Return every line of the items below that contains the string "tree". Case counts, so match uppercase and lowercase letters exactly.

═══ DATASET CONTENT ═══

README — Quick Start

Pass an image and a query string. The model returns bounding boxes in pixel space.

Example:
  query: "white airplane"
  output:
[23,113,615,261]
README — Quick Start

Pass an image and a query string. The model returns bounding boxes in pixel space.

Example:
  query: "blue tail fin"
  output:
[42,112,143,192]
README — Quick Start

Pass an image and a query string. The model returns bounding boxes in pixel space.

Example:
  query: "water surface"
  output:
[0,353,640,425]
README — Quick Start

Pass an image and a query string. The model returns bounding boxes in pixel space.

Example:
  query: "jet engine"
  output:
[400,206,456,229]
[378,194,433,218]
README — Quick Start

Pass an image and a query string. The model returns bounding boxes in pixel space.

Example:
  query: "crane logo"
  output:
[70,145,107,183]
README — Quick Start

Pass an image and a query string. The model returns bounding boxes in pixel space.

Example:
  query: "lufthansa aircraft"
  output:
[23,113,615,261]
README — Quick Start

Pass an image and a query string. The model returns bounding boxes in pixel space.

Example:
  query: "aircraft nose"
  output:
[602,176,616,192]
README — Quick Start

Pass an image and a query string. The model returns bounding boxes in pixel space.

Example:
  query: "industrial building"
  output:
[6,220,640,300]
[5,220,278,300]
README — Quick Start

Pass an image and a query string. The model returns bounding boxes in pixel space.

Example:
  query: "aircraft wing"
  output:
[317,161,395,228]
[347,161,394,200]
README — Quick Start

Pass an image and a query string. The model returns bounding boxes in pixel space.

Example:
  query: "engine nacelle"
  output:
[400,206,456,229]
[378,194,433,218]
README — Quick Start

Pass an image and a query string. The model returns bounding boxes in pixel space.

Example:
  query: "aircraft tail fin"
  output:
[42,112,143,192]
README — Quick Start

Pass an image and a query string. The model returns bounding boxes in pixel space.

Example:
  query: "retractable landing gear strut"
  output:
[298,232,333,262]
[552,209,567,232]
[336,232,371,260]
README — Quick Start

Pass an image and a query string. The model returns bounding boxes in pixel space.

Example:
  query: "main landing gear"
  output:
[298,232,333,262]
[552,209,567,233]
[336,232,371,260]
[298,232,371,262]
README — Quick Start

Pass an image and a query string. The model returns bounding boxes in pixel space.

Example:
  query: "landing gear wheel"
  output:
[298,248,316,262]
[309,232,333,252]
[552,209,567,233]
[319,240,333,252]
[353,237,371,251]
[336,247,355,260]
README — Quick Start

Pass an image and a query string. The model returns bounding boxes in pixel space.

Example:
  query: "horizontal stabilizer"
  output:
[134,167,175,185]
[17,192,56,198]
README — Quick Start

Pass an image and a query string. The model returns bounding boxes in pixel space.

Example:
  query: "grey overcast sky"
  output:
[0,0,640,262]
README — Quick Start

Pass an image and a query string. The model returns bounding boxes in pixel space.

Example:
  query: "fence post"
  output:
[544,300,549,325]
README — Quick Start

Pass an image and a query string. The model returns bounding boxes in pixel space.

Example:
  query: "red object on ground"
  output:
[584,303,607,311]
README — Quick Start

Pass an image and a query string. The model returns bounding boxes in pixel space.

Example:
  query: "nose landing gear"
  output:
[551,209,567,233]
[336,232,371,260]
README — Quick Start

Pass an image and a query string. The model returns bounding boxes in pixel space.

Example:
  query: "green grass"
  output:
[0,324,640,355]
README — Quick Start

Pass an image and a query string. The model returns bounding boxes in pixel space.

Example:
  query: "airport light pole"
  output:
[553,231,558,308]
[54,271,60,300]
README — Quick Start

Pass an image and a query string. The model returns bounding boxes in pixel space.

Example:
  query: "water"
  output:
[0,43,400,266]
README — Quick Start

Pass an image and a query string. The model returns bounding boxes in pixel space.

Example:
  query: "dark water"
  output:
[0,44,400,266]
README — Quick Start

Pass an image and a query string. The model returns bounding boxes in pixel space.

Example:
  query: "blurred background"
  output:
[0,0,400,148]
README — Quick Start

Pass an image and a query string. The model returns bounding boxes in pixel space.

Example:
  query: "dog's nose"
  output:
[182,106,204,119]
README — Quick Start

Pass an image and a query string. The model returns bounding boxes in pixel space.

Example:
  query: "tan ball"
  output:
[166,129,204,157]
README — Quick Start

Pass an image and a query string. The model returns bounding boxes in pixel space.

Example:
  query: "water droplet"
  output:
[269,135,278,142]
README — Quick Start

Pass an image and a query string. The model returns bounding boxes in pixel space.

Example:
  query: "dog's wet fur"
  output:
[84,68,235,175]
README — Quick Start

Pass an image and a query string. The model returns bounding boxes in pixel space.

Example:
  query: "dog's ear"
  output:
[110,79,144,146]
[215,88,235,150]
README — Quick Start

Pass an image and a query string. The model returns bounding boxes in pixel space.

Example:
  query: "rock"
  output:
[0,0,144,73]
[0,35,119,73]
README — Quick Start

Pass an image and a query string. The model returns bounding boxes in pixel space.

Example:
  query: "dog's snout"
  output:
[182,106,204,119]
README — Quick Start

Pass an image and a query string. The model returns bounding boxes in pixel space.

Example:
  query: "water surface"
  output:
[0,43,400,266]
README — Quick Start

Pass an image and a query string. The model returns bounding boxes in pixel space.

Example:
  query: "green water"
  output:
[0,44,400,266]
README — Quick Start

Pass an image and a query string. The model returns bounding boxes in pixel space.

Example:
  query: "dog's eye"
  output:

═══
═══ DATASET CONTENT ═══

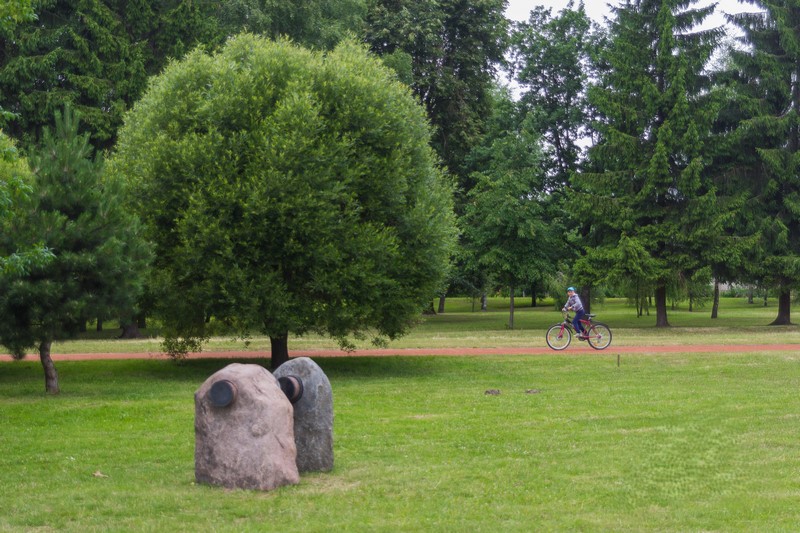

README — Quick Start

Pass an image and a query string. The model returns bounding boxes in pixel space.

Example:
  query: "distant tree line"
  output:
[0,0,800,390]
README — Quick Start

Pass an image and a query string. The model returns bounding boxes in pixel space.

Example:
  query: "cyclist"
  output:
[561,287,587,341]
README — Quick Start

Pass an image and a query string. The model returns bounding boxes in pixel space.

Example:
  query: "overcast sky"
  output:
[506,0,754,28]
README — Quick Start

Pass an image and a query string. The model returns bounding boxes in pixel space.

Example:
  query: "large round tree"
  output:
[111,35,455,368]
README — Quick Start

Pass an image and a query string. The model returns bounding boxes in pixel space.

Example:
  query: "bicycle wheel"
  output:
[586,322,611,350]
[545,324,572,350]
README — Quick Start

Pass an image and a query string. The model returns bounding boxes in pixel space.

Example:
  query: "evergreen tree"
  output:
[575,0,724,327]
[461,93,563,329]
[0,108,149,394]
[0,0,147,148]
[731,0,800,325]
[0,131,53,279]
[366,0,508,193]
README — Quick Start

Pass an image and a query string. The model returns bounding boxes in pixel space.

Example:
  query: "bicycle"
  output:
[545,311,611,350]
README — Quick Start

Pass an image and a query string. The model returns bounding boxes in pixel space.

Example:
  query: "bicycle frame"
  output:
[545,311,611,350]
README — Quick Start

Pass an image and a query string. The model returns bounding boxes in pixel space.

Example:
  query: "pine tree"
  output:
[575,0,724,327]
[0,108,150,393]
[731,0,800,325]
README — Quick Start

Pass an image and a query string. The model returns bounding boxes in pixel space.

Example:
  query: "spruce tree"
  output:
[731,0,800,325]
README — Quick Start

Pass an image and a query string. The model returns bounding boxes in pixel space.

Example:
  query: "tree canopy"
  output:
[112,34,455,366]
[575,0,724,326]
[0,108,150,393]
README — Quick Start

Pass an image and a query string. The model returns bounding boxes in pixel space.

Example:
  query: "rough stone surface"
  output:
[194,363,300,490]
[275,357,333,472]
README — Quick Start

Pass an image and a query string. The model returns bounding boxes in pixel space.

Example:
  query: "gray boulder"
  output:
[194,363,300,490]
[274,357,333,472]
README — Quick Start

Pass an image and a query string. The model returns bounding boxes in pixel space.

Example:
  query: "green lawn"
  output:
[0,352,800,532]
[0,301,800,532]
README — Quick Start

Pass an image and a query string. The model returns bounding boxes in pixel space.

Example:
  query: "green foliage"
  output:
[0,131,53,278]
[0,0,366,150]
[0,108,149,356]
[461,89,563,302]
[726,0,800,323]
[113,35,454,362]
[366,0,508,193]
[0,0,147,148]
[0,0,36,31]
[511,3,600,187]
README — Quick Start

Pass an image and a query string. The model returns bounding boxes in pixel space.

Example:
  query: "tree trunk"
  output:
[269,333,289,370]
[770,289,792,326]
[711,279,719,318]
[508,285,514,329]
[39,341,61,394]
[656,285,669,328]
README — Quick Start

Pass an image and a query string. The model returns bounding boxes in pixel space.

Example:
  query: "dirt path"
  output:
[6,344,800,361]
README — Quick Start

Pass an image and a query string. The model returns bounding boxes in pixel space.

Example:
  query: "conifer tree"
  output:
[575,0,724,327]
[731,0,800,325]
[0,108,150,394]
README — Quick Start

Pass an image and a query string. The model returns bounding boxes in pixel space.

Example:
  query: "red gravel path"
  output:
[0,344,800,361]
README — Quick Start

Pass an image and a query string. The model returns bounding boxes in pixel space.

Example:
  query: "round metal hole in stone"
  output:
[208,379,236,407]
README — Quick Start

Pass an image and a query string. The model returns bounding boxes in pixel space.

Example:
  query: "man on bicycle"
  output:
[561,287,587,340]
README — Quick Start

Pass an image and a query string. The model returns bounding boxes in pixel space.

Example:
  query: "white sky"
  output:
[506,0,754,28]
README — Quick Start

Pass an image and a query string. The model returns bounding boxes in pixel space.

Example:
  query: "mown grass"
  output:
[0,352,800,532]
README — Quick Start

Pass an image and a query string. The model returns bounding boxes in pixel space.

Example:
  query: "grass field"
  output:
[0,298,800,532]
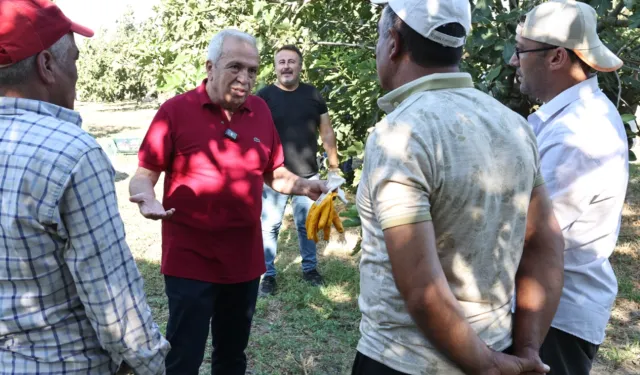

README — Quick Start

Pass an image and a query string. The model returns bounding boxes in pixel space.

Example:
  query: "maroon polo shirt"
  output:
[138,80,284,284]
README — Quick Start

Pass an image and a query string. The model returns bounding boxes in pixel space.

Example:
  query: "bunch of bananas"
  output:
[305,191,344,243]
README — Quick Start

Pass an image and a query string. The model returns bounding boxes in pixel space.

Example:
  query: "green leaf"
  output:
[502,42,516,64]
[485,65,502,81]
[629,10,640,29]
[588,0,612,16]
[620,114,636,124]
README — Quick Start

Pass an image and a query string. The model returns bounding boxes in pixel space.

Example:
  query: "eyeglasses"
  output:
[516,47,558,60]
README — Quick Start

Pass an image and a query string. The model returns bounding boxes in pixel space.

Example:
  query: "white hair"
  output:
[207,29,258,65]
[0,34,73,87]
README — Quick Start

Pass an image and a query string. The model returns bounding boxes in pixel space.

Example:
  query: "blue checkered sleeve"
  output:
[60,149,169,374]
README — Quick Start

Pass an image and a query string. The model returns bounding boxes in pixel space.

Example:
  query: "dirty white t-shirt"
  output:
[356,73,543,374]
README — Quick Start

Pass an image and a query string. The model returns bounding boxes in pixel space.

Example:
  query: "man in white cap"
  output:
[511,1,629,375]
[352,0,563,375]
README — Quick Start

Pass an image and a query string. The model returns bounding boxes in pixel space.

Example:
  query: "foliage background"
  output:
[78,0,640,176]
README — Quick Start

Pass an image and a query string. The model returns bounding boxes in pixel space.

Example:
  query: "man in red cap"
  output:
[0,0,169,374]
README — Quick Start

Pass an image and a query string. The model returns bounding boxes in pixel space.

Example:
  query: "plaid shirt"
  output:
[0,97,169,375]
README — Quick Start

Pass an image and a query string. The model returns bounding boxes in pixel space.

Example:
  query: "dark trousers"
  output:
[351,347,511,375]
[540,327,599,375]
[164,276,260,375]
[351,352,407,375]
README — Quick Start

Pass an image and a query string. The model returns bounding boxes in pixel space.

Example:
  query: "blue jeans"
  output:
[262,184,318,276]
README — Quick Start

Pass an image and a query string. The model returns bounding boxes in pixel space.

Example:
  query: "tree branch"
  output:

═══
═══ DATASET CONTENT ═══

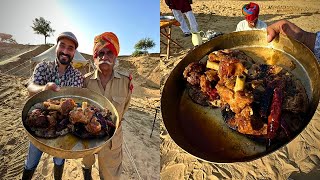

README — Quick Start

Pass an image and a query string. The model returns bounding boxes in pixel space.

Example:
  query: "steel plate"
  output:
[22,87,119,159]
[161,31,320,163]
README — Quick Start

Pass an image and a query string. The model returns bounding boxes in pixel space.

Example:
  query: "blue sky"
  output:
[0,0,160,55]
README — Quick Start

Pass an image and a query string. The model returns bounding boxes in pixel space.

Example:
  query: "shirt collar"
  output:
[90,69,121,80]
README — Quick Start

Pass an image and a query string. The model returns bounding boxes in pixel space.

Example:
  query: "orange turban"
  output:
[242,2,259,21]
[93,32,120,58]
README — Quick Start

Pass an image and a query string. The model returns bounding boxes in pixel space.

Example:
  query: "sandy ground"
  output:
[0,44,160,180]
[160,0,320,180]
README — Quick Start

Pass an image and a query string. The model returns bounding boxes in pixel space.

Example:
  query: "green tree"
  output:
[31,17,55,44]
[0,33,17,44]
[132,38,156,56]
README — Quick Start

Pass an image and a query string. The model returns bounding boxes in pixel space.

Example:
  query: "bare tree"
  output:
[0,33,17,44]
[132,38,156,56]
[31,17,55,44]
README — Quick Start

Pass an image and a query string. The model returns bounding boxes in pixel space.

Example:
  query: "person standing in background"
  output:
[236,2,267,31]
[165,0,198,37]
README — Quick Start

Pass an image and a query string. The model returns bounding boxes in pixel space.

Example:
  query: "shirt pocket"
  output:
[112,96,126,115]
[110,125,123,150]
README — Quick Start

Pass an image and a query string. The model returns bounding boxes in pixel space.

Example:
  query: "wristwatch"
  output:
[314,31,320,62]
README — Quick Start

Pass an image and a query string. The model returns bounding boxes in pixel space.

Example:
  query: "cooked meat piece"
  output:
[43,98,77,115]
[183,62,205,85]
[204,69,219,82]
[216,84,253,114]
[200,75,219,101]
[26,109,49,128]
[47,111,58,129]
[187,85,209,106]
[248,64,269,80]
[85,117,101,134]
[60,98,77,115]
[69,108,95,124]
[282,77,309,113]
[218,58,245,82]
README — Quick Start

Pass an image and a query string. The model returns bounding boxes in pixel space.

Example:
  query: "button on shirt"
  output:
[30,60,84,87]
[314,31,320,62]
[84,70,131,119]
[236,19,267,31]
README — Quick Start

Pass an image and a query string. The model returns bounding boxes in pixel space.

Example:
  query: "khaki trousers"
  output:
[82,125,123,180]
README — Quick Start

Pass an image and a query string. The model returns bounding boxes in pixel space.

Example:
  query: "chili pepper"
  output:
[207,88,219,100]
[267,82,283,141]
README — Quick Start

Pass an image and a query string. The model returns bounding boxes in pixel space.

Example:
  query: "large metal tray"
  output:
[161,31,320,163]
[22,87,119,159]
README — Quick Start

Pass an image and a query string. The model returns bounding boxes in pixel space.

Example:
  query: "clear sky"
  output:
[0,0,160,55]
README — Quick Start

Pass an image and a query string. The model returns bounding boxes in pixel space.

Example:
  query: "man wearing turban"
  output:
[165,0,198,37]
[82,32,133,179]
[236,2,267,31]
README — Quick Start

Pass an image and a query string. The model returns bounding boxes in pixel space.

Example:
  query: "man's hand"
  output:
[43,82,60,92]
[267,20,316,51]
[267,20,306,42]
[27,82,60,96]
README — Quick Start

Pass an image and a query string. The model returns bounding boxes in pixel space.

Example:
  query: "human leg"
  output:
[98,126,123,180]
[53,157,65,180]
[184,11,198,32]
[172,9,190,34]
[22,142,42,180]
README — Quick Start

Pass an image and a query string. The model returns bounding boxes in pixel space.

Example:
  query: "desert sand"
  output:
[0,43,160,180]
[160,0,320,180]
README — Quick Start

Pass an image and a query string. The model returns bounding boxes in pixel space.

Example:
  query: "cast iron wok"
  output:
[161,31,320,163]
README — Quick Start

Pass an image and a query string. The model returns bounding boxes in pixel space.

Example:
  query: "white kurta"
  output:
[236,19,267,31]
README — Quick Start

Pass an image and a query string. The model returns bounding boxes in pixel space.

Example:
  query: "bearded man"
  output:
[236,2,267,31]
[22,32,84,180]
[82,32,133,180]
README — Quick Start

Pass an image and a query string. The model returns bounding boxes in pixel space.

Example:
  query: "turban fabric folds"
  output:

═══

RESULT FOR THIS TASK —
  query: "distant tree line"
  query: "large round tree"
  query: "evergreen tree"
  query: "pine tree"
  query: "spruce tree"
  query: "tree canopy"
  query: "tree trunk"
  query: "conifer tree"
  query: "tree branch"
  query: "green tree"
  query: "bare tree"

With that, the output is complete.